(Task description) Write out the listing below from the line containing "hubcap in this photo." to its last line, unaltered, ends included.

*** Available data

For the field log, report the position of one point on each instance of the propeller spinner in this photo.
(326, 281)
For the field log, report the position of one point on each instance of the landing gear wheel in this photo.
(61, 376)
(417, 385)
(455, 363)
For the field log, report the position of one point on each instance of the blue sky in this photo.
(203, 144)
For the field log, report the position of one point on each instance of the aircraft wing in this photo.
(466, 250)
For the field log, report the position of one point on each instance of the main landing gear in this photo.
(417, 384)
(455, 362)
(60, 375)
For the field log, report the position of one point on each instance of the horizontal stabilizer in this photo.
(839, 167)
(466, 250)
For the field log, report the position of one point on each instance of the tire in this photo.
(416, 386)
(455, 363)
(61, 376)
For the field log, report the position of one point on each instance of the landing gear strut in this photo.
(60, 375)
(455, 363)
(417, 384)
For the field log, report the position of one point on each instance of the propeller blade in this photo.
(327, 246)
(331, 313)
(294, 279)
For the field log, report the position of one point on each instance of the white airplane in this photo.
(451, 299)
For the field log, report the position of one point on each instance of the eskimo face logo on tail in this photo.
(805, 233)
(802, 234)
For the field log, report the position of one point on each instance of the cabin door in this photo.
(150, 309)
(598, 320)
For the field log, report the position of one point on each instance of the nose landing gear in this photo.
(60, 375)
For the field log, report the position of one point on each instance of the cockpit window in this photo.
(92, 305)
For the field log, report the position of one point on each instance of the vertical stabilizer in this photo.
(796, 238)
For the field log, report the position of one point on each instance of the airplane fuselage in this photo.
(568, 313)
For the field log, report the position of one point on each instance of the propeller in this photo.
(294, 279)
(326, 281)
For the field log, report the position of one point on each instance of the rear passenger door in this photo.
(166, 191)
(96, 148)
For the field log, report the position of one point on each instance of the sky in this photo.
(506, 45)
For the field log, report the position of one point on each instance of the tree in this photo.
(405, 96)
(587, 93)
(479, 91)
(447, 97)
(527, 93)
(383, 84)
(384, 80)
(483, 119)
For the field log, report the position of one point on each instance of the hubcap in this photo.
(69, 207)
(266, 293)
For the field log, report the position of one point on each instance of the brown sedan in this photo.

******

(Answer space)
For the field log, report the position of one point on each instance of the hubcap in this photo.
(69, 207)
(266, 293)
For the field log, report the position of one point on each instance of the brown sedan in this photo.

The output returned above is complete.